Excerto escolhido:
Marco Mackaaij nasceu nos Países Baixos em 1970 e vive em Portugal desde 1995. É professor de Matemática na Universidade do Algarve e caloiro de poesia fora da academia. Alguns poemas seus estão publicados em revistas literárias e antologias. Em Março de 2015, a editora CanalSonora (Tavira) publicou o seu primeiro livro de poesia E se não for?. Recentemente também publicou uma pequena mostra de poemas novos, a plaqueta Perdidos e Achados (Nov. 2017).
Como surge a poesia em ti, nos teus dias, como se mistura com o teu dia-a-dia; onde, como, quando, escreves. Tens vícios, manias de escrita…
Não costumo ter ataques de poesia nos sítios apropriados: em frente ao mar (almejando lá voltar depois das marés da morte), em cima de cordilheiras líricas (para ser mais alto), em camas ofegantes de cortesãs com línguas de mel e corações de pedra, em gaiolas intelectuais para rouxinóis urbano-depressivos, ou em becos malditos, mal iluminados e altamente recomendáveis para jovens poetas de boas famílias em decadência.
As ideias menos banais assaltam-me na cozinha, a descascar batatas ou a arrumar loiça, ou algures num sítio surpreendente entre o leite do dia e as pizzas congeladas do Continente. Tudo muito pouco adequado, mesmo para a carreira de um poeta menor, sem tempo para grandes epifanias. Enfim, as ideias que sobrevivem até ao silêncio crítico da madrugada seguinte, sozinhas e abandonadas, sem pingo de poesia, no subconsciente reservado para o efeito, entrego-as aos dedos e à sabedoria do teclado.
Aí sim, convém surgir algo, sabe-se lá o quê, de onde, quando e porquê. Simplesmente: Algo. Como sabem os que já o procuraram pela própria mão e fracassaram melhor ou pior, este algo é raro. Tão raro que por vezes me pergunto se existe mesmo (ai memória!, porque é que nunca me ofereces referências exactas, apenas farrapos de citações?). Poderão ser poucos, os meus poemas que revelam a possibilidade dessa existência, mas não desisto da procura. Procuro sempre. Sempre algures entre a térrea realidade das batatas, o materno leite do dia e o rigor mortis das pizzas, com uma pequena paragem em frente aos líricos lombos de bacalhau da Pescanova, para ver se estão com desconto.
E quanto a autores que lês, ou leste, que te possam ter inspirado, e os que admiras…
Sou mais um glutão de amuses-bouche do que um rapa-tachos de obras completas. E o que já está feito magistralmente, é melhor não imitar demasiado: epígonos não costumam ser tidos em boa conta.
Contactei primeiro com as poesias holandesa, greco-latina e anglo-saxónica. Metade da poesia que leio hoje em dia continua a ser holandesa, mas vou restringir-me aqui à poesia de língua portuguesa.

Dados fornecidos:
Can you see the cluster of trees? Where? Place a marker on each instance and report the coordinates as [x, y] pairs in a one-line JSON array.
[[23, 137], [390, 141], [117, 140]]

Conjunto de exercícios:
1. Repita, sem qualquer alteração, o trecho da entrevista a Marco Mackaaij que começa em "Aí sim, convém" e segue até "estão com desconto.".
2. Responda às perguntas seguintes com base na entrevista a Marco Mackaaij.
(a) Desde que ano vive Marco Mackaaij em Portugal?
(b) Que editora publicou o primeiro livro de poesia dele?
(c) Em que divisão da casa lhe surgem as ideias menos banais?
3. Segundo a entrevista a Marco Mackaaij, ele não costuma ter ataques de poesia em certos sítios apropriados. Enumere todos esses sítios.

Soluções por ordem:
1.
Aí sim, convém surgir algo, sabe-se lá o quê, de onde, quando e porquê. Simplesmente: Algo. Como sabem os que já o procuraram pela própria mão e fracassaram melhor ou pior, este algo é raro. Tão raro que por vezes me pergunto se existe mesmo (ai memória!, porque é que nunca me ofereces referências exactas, apenas farrapos de citações?). Poderão ser poucos, os meus poemas que revelam a possibilidade dessa existência, mas não desisto da procura. Procuro sempre. Sempre algures entre a térrea realidade das batatas, o materno leite do dia e o rigor mortis das pizzas, com uma pequena paragem em frente aos líricos lombos de bacalhau da Pescanova, para ver se estão com desconto.

2.
(a) Desde 1995.
(b) A editora CanalSonora, de Tavira.
(c) Na cozinha.

3.
- Em frente ao mar
- Em cima de cordilheiras líricas
- Em camas ofegantes de cortesãs com línguas de mel e corações de pedra
- Em gaiolas intelectuais para rouxinóis urbano-depressivos
- Em becos malditos, mal iluminados e altamente recomendáveis para jovens poetas de boas famílias em decadência